> _What the exercise asks_:
Please copy out the items below word for word, starting at the line that contains "the pedestrian in" and ending at the last line of the items.

> _Supplied information_:
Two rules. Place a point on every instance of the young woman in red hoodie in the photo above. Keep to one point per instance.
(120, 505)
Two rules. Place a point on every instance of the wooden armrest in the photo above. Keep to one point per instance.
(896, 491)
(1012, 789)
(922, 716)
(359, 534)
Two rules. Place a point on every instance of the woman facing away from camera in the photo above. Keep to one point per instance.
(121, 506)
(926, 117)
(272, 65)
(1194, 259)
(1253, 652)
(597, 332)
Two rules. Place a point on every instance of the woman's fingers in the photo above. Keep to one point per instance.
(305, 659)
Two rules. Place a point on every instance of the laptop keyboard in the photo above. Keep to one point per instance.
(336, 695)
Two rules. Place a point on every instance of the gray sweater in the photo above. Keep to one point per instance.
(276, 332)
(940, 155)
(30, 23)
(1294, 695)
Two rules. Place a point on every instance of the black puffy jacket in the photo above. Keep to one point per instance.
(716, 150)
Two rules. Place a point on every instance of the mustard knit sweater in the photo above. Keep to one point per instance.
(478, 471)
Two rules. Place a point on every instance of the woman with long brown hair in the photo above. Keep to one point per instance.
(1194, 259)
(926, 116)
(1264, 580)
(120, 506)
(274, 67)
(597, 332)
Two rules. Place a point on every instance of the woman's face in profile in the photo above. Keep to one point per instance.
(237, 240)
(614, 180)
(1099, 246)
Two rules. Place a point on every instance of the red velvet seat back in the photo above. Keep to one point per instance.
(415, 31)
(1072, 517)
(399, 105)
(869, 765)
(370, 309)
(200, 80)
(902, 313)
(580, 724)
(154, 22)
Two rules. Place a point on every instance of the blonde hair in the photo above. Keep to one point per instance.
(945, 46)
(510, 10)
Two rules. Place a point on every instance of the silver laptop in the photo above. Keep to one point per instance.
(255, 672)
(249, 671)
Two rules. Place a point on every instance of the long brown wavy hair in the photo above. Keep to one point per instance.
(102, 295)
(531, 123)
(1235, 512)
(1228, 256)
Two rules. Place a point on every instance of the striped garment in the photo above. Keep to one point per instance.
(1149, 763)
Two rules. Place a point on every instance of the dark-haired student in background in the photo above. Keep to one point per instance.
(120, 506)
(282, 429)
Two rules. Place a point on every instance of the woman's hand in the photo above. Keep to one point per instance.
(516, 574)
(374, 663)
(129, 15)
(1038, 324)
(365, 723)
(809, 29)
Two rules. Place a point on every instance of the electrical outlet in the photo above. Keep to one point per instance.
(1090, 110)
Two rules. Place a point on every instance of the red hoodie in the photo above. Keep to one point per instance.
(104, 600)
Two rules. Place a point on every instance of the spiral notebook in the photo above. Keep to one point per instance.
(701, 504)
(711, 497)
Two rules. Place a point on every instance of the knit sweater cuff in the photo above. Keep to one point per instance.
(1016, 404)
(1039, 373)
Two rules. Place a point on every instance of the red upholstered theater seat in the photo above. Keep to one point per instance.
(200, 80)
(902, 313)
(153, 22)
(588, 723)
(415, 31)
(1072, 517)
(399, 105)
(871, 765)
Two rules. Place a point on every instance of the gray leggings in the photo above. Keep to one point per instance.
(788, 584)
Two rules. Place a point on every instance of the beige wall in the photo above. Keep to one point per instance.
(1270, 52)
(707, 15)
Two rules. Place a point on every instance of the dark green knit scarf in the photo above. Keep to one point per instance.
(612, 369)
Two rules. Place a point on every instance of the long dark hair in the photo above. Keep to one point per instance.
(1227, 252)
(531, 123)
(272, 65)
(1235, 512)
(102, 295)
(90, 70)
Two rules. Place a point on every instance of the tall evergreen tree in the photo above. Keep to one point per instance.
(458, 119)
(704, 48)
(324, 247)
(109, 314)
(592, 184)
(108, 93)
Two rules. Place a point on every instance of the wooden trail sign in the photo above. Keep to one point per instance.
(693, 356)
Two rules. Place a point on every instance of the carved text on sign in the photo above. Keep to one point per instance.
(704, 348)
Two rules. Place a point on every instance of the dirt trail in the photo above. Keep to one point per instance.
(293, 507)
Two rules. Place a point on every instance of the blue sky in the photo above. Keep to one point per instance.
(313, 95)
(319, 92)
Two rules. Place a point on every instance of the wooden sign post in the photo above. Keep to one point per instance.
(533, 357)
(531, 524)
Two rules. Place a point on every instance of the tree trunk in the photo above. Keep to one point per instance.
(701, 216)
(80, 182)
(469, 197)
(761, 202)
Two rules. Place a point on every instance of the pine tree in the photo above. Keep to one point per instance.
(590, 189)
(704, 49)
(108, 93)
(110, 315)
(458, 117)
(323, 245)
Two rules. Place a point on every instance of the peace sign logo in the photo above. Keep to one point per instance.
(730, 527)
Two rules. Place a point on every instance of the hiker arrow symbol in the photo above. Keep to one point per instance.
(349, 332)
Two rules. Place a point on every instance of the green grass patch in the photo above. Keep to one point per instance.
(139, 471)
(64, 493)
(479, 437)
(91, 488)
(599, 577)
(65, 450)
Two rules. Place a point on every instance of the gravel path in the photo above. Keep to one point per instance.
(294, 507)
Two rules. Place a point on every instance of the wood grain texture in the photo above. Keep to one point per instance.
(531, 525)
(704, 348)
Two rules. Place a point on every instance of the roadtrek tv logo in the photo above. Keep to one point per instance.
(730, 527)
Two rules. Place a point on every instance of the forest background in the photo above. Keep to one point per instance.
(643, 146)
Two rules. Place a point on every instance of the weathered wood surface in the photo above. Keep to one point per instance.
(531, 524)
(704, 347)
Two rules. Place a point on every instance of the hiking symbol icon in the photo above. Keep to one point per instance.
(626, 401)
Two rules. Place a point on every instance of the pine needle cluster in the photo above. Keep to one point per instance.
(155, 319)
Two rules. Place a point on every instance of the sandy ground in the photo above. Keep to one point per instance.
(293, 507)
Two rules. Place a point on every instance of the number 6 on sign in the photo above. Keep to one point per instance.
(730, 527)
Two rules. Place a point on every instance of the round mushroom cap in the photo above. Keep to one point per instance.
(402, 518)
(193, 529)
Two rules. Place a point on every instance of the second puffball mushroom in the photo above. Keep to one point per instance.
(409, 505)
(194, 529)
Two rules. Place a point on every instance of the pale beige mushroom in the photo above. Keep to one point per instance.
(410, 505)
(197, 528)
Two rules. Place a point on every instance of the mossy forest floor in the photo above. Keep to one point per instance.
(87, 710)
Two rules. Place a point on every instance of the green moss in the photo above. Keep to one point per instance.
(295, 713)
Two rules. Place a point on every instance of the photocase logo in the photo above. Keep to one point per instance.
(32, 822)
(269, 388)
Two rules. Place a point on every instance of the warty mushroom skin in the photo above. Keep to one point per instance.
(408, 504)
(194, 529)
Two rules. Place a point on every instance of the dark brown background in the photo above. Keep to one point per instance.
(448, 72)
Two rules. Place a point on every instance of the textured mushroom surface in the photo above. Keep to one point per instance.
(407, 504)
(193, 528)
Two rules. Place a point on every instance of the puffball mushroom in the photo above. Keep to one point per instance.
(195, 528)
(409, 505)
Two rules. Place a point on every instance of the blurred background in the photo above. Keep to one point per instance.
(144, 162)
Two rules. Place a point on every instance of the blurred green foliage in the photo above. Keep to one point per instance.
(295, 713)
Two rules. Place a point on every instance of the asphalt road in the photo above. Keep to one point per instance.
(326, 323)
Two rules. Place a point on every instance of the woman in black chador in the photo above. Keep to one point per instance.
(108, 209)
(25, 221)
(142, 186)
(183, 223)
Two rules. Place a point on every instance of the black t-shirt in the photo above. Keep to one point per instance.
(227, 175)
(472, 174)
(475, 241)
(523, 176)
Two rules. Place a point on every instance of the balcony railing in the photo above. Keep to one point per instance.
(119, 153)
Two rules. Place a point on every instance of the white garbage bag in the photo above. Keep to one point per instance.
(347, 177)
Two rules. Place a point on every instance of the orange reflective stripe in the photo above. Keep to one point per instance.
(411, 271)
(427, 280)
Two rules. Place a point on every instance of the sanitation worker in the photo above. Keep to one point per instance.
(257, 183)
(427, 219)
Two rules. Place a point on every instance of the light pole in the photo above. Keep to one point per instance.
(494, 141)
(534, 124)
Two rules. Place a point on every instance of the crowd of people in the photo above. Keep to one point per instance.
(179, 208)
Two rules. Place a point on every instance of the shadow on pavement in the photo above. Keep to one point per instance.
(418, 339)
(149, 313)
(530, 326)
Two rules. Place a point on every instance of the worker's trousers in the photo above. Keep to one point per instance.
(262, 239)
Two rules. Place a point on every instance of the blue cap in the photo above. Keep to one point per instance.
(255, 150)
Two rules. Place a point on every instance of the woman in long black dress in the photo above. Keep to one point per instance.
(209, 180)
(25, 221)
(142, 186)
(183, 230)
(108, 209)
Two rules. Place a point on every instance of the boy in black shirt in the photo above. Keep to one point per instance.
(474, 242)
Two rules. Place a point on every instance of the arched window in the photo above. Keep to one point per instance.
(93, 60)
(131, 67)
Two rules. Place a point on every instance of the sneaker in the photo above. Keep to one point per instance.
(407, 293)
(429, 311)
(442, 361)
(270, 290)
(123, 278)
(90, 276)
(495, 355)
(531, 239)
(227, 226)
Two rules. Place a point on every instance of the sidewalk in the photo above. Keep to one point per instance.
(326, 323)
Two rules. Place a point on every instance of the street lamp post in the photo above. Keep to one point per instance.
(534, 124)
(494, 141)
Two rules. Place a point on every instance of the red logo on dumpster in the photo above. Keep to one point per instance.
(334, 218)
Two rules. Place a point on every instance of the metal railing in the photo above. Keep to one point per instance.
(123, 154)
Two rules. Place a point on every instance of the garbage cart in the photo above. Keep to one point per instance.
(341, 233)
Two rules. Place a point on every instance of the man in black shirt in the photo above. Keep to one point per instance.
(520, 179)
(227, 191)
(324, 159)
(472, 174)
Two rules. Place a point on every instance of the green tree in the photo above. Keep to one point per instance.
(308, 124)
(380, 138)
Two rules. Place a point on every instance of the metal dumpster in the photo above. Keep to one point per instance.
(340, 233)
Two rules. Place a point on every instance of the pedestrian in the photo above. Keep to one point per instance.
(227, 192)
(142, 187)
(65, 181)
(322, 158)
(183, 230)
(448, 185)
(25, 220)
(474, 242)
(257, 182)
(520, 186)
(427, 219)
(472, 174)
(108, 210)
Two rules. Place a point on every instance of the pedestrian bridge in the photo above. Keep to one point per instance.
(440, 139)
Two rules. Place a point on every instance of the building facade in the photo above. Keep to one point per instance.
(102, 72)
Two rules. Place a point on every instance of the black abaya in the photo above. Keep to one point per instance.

> _Response_:
Two rules. Place a point on every instance of the pedestrian in the photo above. Keep to one point per instance.
(227, 192)
(142, 187)
(65, 181)
(322, 158)
(183, 230)
(448, 185)
(25, 220)
(474, 242)
(257, 182)
(520, 186)
(427, 219)
(472, 174)
(108, 210)
Two rules. Place a point on every instance of the pedestrian bridge in the photo above. Keep to one point per instance.
(440, 139)
Two rules. Place a point on every instance of the building facade in the photo above. Keep to one point per instance.
(102, 72)
Two rules. Place a point on every instance of the black abaya in the photo above. Keep to one point per instance.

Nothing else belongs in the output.